• _Work request_: Return every line below in which "backpack" appears.

Region pointing data

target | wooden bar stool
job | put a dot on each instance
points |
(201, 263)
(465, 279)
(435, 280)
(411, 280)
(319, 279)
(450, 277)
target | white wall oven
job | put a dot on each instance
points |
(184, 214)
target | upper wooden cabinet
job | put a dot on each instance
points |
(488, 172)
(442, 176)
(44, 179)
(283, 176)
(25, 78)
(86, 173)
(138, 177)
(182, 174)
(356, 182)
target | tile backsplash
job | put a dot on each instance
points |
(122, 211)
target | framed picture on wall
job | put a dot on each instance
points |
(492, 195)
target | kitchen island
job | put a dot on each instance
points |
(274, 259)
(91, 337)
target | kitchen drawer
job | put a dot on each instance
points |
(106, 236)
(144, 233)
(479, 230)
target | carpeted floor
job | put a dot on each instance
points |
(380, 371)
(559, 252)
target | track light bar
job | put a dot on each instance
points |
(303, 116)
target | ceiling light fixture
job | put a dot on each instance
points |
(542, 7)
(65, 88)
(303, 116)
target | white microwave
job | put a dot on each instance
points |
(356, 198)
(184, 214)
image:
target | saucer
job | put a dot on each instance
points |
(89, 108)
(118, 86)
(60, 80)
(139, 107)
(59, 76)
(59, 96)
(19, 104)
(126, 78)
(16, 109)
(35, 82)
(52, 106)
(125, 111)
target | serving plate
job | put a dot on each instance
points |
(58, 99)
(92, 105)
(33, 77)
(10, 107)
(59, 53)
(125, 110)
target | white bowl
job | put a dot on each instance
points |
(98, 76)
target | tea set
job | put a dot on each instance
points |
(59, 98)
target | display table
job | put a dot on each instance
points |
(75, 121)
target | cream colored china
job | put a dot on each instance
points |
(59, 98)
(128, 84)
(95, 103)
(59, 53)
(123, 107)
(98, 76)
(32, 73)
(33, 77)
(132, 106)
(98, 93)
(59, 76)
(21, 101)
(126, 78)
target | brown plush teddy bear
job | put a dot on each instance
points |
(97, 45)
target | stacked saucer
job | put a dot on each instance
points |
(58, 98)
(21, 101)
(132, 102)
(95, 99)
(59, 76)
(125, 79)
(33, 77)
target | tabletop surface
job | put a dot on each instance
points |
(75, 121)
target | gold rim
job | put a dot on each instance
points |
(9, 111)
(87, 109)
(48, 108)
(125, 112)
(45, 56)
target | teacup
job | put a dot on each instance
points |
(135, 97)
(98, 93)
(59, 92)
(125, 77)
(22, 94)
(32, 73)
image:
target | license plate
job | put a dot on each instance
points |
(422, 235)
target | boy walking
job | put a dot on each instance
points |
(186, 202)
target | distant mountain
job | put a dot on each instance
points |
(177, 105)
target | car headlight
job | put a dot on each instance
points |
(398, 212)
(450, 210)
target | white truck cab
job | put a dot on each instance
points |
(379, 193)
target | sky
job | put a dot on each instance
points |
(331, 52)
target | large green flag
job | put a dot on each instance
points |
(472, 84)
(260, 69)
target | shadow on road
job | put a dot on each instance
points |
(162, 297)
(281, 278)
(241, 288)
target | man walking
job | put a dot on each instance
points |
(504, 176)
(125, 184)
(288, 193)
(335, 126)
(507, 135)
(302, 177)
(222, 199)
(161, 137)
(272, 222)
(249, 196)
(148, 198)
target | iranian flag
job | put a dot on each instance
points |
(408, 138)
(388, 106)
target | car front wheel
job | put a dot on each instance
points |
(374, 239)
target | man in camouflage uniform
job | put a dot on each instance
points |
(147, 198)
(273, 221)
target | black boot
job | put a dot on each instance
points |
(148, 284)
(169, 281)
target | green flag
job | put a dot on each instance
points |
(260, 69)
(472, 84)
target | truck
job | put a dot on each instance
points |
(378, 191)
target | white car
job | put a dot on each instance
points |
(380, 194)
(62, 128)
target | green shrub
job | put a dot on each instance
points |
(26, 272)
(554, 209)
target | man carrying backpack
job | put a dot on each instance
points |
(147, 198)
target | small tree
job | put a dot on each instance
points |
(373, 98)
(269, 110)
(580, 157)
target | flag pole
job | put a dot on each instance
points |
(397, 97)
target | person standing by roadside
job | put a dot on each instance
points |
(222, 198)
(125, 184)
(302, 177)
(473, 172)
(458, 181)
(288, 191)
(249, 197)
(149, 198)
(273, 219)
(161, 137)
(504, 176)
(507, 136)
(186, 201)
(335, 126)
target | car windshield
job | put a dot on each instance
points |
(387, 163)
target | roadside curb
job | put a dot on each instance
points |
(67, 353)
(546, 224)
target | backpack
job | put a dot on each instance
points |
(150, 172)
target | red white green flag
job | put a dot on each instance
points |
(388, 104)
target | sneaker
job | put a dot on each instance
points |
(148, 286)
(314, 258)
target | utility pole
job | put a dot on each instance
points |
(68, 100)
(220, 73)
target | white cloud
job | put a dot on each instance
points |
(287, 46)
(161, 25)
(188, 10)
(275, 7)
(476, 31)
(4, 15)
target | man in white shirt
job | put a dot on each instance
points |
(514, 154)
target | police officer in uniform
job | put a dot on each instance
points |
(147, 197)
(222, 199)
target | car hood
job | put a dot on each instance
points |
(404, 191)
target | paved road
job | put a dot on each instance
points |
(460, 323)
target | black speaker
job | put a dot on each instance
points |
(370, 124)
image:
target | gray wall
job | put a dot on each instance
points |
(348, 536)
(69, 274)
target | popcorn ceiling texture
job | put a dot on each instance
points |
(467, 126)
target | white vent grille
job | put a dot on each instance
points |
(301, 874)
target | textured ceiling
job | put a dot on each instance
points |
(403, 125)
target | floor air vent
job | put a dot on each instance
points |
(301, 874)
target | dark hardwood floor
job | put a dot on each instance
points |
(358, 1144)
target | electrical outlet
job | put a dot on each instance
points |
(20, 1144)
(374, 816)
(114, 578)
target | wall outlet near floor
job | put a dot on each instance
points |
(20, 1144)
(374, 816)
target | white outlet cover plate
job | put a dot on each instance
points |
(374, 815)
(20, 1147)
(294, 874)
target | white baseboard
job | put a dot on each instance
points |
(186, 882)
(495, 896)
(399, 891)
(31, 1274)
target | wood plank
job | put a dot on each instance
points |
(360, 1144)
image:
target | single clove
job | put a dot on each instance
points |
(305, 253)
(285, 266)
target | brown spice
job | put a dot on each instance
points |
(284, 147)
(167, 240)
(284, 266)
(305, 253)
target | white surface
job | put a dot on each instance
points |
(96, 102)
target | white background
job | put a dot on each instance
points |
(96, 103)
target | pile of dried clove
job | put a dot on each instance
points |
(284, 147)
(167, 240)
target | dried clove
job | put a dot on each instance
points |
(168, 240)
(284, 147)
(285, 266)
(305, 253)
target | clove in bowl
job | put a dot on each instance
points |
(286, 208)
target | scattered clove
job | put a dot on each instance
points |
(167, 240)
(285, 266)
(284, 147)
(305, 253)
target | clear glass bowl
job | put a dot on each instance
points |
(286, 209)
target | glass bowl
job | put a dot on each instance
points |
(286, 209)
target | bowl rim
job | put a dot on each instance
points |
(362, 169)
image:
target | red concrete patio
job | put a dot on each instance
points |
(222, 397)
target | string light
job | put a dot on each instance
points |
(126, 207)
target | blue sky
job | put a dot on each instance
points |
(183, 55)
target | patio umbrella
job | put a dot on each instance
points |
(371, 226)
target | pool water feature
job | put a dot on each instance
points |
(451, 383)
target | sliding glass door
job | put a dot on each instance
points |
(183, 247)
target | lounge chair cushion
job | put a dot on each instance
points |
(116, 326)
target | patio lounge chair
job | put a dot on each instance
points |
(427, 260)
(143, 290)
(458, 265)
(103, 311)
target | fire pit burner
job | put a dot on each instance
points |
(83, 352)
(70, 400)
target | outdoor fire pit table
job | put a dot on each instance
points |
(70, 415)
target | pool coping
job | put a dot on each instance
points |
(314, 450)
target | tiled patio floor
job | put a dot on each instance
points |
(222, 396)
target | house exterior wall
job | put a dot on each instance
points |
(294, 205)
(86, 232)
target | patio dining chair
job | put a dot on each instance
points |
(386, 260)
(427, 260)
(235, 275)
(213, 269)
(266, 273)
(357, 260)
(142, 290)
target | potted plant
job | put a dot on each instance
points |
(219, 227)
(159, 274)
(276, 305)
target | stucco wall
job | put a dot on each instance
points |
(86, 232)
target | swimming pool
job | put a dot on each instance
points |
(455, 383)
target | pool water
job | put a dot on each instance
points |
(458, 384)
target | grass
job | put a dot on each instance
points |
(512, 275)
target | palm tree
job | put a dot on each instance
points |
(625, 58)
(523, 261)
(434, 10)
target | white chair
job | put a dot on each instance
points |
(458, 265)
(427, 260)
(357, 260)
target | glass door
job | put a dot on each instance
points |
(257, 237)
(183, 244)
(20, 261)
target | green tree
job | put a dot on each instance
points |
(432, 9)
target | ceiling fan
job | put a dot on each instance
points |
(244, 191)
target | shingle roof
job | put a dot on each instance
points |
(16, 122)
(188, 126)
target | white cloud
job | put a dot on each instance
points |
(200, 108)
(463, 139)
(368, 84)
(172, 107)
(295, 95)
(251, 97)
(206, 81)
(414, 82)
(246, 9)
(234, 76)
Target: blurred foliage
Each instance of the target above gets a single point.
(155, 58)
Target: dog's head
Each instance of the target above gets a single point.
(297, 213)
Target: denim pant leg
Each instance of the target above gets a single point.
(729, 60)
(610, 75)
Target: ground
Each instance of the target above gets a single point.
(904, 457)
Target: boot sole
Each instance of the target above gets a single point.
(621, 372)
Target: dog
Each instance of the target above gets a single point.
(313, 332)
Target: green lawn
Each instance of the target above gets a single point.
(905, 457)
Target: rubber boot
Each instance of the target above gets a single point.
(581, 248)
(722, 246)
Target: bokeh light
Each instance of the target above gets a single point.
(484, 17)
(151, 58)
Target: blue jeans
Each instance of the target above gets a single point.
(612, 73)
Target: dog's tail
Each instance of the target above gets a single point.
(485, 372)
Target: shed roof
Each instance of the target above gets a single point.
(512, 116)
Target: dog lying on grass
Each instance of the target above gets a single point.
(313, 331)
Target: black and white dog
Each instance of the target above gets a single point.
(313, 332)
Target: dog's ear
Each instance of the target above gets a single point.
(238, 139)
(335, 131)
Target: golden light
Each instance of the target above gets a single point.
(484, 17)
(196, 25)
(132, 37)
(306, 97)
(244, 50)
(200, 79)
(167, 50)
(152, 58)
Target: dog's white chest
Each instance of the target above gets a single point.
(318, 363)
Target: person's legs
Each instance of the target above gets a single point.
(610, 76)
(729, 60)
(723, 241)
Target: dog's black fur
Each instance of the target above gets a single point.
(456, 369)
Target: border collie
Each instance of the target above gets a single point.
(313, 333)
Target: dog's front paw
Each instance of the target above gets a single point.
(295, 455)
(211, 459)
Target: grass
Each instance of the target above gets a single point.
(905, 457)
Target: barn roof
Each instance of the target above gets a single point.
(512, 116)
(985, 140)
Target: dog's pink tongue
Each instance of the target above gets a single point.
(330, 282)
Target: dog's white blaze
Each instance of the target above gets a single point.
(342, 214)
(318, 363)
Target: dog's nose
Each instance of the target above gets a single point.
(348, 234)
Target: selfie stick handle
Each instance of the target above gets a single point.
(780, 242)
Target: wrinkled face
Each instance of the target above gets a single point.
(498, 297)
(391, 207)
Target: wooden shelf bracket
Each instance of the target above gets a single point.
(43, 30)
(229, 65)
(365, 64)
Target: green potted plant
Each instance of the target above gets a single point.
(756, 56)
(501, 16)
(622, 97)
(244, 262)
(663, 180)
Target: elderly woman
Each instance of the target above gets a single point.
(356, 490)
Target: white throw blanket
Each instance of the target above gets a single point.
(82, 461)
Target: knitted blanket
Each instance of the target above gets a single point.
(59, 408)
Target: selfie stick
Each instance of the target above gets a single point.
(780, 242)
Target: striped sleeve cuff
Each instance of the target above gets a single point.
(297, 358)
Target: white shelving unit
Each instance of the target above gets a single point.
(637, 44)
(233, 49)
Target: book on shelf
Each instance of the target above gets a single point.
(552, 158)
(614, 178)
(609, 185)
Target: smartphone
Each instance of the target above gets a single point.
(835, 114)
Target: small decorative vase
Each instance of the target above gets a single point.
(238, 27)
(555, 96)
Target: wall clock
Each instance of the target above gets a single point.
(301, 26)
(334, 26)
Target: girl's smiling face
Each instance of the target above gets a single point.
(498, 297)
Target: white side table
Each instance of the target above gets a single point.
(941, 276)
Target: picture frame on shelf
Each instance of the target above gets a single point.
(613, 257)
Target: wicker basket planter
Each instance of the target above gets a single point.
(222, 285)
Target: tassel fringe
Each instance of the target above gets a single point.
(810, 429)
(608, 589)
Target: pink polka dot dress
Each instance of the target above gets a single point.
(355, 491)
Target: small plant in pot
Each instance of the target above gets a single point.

• _Your solution_:
target | man carrying backpack
target | backpack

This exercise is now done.